Point annotation dataset records:
────────────────────
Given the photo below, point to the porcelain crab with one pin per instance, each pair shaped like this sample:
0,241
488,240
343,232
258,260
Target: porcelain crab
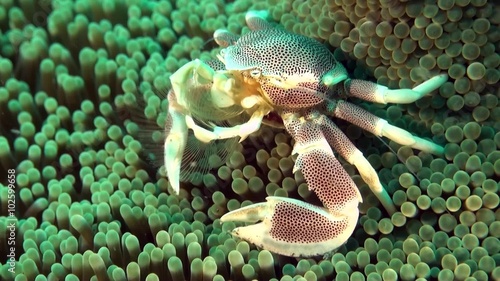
269,70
────────────────────
* Task requirements
Please swap "porcelain crab" for "hermit crab" everywhere it occurs in the items above, keeping everything else the same. Leave the pictures out of your answer.

* Problem solution
Given the photo below, point to the hermit crab with one pin per instance, each pair shaped like this sample:
0,241
488,240
343,232
258,260
Target: hermit crab
269,70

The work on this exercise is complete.